Excerpted records:
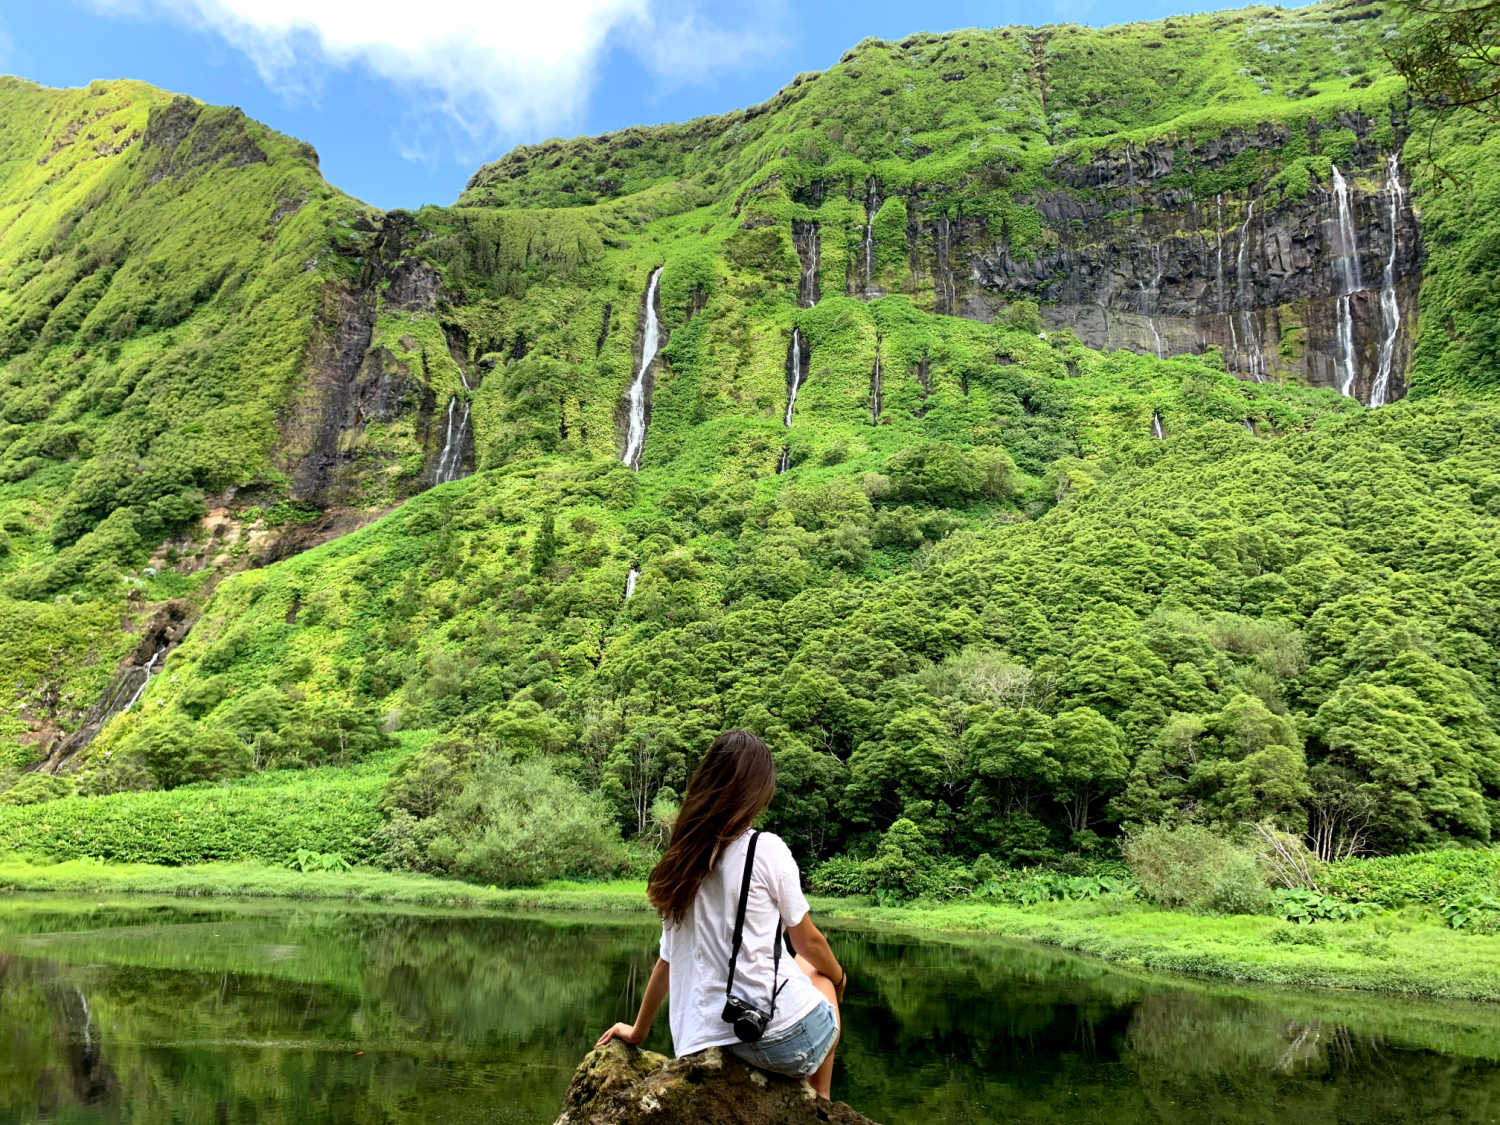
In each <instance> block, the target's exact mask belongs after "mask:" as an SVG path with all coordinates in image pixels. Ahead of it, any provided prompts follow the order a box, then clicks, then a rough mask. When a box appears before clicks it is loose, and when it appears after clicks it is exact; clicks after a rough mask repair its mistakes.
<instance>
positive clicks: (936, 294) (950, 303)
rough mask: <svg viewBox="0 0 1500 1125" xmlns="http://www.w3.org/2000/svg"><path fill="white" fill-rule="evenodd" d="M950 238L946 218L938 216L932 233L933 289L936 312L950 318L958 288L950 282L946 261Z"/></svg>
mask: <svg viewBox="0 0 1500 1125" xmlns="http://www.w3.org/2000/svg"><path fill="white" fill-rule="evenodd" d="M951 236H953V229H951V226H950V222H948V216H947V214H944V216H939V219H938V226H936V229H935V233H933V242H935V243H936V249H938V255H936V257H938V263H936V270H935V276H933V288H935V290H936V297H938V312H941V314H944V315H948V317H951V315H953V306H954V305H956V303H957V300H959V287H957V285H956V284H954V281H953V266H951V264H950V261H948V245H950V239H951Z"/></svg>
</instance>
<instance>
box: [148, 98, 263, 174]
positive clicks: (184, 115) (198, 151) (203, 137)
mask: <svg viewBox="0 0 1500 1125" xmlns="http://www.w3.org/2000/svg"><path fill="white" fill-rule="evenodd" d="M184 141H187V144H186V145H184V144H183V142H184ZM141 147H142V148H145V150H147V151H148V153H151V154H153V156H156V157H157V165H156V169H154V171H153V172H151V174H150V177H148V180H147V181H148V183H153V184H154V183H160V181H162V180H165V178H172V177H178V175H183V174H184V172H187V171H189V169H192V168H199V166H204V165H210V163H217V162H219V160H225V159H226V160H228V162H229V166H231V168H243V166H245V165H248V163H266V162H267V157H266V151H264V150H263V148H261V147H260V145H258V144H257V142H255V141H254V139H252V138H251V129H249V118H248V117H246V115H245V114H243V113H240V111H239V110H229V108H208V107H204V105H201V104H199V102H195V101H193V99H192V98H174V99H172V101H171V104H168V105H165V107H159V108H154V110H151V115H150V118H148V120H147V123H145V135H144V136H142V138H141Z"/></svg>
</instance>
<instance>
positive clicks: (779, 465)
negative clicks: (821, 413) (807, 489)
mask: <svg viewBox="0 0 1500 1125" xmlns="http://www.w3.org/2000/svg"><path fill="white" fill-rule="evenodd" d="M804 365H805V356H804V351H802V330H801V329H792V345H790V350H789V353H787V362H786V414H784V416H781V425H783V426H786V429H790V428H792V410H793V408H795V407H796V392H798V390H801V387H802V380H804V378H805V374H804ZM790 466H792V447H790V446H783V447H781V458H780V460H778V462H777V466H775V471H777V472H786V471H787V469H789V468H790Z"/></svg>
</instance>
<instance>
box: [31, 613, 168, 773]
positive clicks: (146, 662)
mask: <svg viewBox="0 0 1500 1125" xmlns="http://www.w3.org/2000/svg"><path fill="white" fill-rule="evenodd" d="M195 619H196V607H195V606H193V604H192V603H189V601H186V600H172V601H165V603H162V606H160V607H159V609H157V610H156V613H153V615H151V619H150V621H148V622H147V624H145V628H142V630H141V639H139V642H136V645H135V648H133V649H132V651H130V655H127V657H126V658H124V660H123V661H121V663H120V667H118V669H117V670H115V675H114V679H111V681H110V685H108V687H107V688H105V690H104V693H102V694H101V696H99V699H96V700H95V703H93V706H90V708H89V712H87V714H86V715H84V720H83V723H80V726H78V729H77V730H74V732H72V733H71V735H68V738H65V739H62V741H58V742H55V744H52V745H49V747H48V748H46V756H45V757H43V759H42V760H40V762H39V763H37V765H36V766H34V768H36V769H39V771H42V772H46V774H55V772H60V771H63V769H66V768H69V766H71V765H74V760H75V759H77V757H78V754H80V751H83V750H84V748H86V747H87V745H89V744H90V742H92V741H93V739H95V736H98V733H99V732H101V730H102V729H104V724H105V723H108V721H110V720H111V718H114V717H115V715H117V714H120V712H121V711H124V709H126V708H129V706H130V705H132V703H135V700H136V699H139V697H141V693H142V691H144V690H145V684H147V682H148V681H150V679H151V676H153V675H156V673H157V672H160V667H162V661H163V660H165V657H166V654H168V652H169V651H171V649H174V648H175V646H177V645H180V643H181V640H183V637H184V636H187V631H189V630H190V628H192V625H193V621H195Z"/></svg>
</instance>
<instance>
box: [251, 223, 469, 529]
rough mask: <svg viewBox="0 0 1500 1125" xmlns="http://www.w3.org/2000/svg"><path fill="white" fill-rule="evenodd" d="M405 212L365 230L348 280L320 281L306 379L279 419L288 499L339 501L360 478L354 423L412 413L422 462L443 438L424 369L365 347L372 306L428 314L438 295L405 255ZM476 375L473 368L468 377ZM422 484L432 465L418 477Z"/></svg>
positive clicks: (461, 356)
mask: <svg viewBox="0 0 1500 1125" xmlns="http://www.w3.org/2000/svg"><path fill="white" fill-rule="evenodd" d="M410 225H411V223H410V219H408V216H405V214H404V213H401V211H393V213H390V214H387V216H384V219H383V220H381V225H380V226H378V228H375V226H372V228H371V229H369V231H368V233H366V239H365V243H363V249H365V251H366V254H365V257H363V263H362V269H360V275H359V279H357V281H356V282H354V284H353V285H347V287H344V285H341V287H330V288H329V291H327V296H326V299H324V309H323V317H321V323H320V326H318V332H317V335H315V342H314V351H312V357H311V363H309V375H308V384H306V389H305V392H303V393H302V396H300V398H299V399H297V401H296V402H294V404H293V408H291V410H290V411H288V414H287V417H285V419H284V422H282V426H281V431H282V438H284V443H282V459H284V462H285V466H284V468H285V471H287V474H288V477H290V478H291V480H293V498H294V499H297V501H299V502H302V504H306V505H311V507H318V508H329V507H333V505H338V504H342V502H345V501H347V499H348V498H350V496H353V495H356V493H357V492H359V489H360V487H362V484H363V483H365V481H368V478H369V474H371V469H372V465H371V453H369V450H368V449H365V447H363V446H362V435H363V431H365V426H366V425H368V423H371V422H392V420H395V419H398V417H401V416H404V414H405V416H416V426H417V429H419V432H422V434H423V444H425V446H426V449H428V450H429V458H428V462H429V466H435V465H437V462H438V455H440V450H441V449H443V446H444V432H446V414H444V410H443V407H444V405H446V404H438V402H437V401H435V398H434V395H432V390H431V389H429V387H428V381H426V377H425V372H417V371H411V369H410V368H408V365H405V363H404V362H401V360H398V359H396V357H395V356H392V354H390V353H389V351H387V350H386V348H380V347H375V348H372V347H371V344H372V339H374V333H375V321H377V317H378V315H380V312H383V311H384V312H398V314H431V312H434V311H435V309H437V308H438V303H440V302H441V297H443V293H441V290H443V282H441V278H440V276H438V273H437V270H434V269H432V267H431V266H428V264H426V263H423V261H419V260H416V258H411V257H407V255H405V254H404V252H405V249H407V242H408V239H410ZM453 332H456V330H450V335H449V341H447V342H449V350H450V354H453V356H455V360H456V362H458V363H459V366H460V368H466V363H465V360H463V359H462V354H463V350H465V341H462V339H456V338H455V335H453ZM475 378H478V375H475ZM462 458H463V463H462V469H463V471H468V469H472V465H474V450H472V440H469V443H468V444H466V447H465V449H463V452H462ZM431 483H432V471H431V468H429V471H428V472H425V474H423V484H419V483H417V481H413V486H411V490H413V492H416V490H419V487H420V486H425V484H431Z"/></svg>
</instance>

What is required:
Give a verbatim transcription of the entries, leaving out the pictures.

Response for this exercise:
In each <instance> block, the target's exact mask belongs after "mask:" as an SVG path with all coordinates in image pixels. Ahead of it, any provided prompts follow the order a box, then clicks, then a rough mask. When a box appears before clicks it is loose, and when it appears after clicks it is exact; clicks after a rough mask repair its mistakes.
<instance>
positive clicks: (936, 294) (950, 303)
rough mask: <svg viewBox="0 0 1500 1125" xmlns="http://www.w3.org/2000/svg"><path fill="white" fill-rule="evenodd" d="M950 238L946 218L938 216L932 233L933 289L936 312L950 318L958 288L950 282L946 261Z"/></svg>
mask: <svg viewBox="0 0 1500 1125" xmlns="http://www.w3.org/2000/svg"><path fill="white" fill-rule="evenodd" d="M951 236H953V229H951V226H950V222H948V216H947V214H944V216H939V219H938V226H936V229H935V233H933V242H935V243H936V249H938V255H936V257H938V263H936V270H935V276H933V288H935V290H936V297H938V312H941V314H944V315H948V317H951V315H953V306H954V305H956V303H957V300H959V287H957V285H956V284H954V281H953V266H951V264H950V261H948V245H950V239H951Z"/></svg>
</instance>
<instance>
box: [148, 98, 263, 174]
positive clicks: (184, 115) (198, 151) (203, 137)
mask: <svg viewBox="0 0 1500 1125" xmlns="http://www.w3.org/2000/svg"><path fill="white" fill-rule="evenodd" d="M184 141H187V144H186V145H184V144H183V142H184ZM141 147H142V148H145V150H147V151H148V153H151V154H153V156H156V157H157V165H156V169H154V171H153V172H151V174H150V177H148V180H147V181H148V183H153V184H154V183H160V181H162V180H165V178H172V177H178V175H183V174H184V172H187V171H189V169H192V168H199V166H204V165H210V163H217V162H219V160H225V159H226V160H228V162H229V166H231V168H243V166H245V165H248V163H266V162H267V157H266V151H264V150H263V148H261V147H260V145H258V144H257V142H255V141H254V139H252V138H251V129H249V118H248V117H246V115H245V114H243V113H240V111H239V110H229V108H208V107H204V105H201V104H199V102H195V101H193V99H192V98H174V99H172V101H171V104H168V105H165V107H159V108H154V110H151V115H150V118H148V120H147V123H145V135H144V136H142V138H141Z"/></svg>
</instance>
<instance>
positive clicks: (779, 465)
negative clicks: (821, 413) (807, 489)
mask: <svg viewBox="0 0 1500 1125" xmlns="http://www.w3.org/2000/svg"><path fill="white" fill-rule="evenodd" d="M804 365H805V356H804V351H802V330H801V329H792V345H790V350H789V353H787V362H786V414H784V416H781V425H783V426H786V429H790V428H792V410H793V408H795V407H796V392H798V390H801V387H802V380H804V378H805V374H804ZM790 466H792V447H790V446H783V447H781V458H780V460H778V462H777V466H775V471H777V472H786V471H787V469H789V468H790Z"/></svg>
</instance>
<instance>
box: [31, 613, 168, 773]
positive clicks: (146, 662)
mask: <svg viewBox="0 0 1500 1125" xmlns="http://www.w3.org/2000/svg"><path fill="white" fill-rule="evenodd" d="M195 619H196V607H195V606H193V604H192V603H189V601H186V600H172V601H165V603H162V606H160V607H159V609H157V610H156V613H153V615H151V619H150V621H148V622H147V624H145V628H142V630H141V639H139V642H136V645H135V648H133V649H132V651H130V655H127V657H126V658H124V660H123V661H121V663H120V667H118V669H117V670H115V675H114V679H111V681H110V685H108V687H107V688H105V690H104V693H102V694H101V696H99V699H96V700H95V703H93V706H90V708H89V712H87V714H86V715H84V720H83V723H80V726H78V729H77V730H74V732H72V733H71V735H68V738H65V739H62V741H58V742H55V744H52V745H49V747H48V748H46V756H45V757H43V759H42V760H40V762H39V763H37V765H36V766H34V768H36V769H39V771H42V772H46V774H55V772H60V771H63V769H66V768H69V766H71V765H74V760H75V759H77V757H78V754H80V751H83V750H84V748H86V747H87V745H89V744H90V742H92V741H93V739H95V736H98V733H99V732H101V730H102V729H104V724H105V723H108V721H110V720H111V718H114V717H115V715H117V714H120V712H121V711H124V709H126V708H129V706H130V705H132V703H135V700H136V699H139V697H141V693H142V691H144V690H145V684H147V682H148V681H150V679H151V676H153V675H156V673H157V672H160V667H162V661H163V660H165V657H166V654H168V652H169V651H171V649H174V648H175V646H177V645H180V643H181V640H183V637H184V636H187V631H189V630H190V628H192V625H193V621H195Z"/></svg>
</instance>
<instance>
box: [251, 223, 469, 529]
rough mask: <svg viewBox="0 0 1500 1125" xmlns="http://www.w3.org/2000/svg"><path fill="white" fill-rule="evenodd" d="M405 212L365 230L348 280L320 281L306 379L279 419L288 499L339 501L360 478L354 423L412 413L422 462L443 438L424 369L365 347L372 306L428 314L438 295L405 255ZM476 375L473 368L468 377ZM422 484L432 465L418 477Z"/></svg>
positive clicks: (461, 356)
mask: <svg viewBox="0 0 1500 1125" xmlns="http://www.w3.org/2000/svg"><path fill="white" fill-rule="evenodd" d="M410 225H411V223H410V219H408V216H405V214H404V213H401V211H393V213H390V214H387V216H384V219H383V220H381V225H380V226H378V228H375V226H372V228H371V229H369V231H368V233H366V239H365V243H363V249H365V251H366V254H365V257H363V263H362V269H360V275H359V279H357V281H356V282H354V284H353V285H347V287H344V285H341V287H330V288H329V291H327V296H326V299H324V309H323V317H321V323H320V326H318V332H317V335H315V342H314V351H312V357H311V363H309V375H308V384H306V389H305V392H303V393H302V396H300V398H299V399H297V401H296V402H294V404H293V408H291V410H290V411H288V414H287V417H285V419H284V422H282V426H281V431H282V438H284V443H282V459H284V462H285V466H284V468H285V471H287V474H288V477H290V478H291V480H293V498H294V499H297V501H299V502H302V504H306V505H311V507H318V508H329V507H333V505H338V504H342V502H345V501H347V499H348V498H350V496H353V495H356V493H357V492H359V489H360V487H362V484H363V483H365V481H368V478H369V474H371V469H372V465H371V453H369V450H368V449H365V447H363V446H362V435H363V431H365V426H366V425H368V423H371V422H392V420H395V419H398V417H401V416H404V414H405V416H416V426H417V429H419V432H422V434H423V444H425V446H426V449H428V450H429V458H428V462H429V466H435V465H437V462H438V455H440V450H441V449H443V446H444V432H446V414H444V410H443V407H444V405H446V404H438V402H437V401H435V398H434V395H432V390H431V389H429V387H428V381H426V377H425V372H417V371H411V369H410V368H408V365H405V363H404V362H401V360H398V359H396V357H395V356H392V354H390V353H389V351H387V350H386V348H380V347H375V348H372V347H371V344H372V339H374V333H375V321H377V317H378V315H380V312H383V311H384V312H398V314H431V312H434V311H435V309H437V308H438V303H440V302H441V297H443V293H441V290H443V282H441V278H440V276H438V273H437V270H434V269H432V267H431V266H428V264H426V263H423V261H419V260H416V258H411V257H407V255H405V254H404V252H405V249H407V242H408V239H410ZM453 332H456V330H450V335H449V341H447V342H449V350H450V354H453V356H455V360H456V362H458V363H459V366H460V368H466V363H465V360H463V359H462V354H463V350H465V341H462V339H456V338H455V335H453ZM475 378H478V375H475ZM462 458H463V463H462V469H463V471H468V469H472V465H474V450H472V440H469V443H468V444H466V447H465V449H463V452H462ZM431 483H432V471H431V468H429V471H428V472H425V474H423V484H419V483H417V481H413V486H411V490H413V492H416V490H419V487H420V486H425V484H431Z"/></svg>
</instance>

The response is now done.